Data extracts below:

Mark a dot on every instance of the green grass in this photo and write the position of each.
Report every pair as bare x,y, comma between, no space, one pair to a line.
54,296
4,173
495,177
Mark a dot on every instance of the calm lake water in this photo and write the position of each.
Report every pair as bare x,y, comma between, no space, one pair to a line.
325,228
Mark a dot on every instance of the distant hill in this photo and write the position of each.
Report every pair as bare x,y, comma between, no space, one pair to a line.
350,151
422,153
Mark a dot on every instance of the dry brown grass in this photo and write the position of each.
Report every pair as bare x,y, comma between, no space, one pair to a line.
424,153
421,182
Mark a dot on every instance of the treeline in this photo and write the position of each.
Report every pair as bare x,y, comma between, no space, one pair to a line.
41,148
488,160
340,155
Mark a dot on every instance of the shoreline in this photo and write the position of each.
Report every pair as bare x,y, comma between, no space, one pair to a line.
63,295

End of Data extracts.

• **What is needed**
After reading through the material, print all of it again exactly.

• **Answer**
Mark a dot on every instance of the green grass in this photo and write the position of each.
Report every pair as bare x,y, comma between, no space, one pair to a line.
54,296
4,173
495,177
Mark a dot on every instance of the calm lake water in this photo and write the position of each.
Report every pair as bare x,y, comma between, no space, one pair to a line.
325,228
Mark a dot on every instance of the distant hill in this photo and write the position of each.
Report every pair as bare x,y, comma between, no space, one pair to a line.
350,151
422,153
Mark a dot on every instance of the dry brown grass in this photo and write the position of each.
Report every pair as bare x,y, comma between, no space, one pair to a line.
424,153
421,182
Mark a dot on every instance of the treeline in this photo and write the position of each.
Report every pair as bare x,y, comma between, no space, one pair to a line.
41,148
488,160
340,155
Mark a dot on every instance of the shoreline in this photo and write the position of each.
Report every pair as bare x,y, comma between, no space, one pair to a line.
63,295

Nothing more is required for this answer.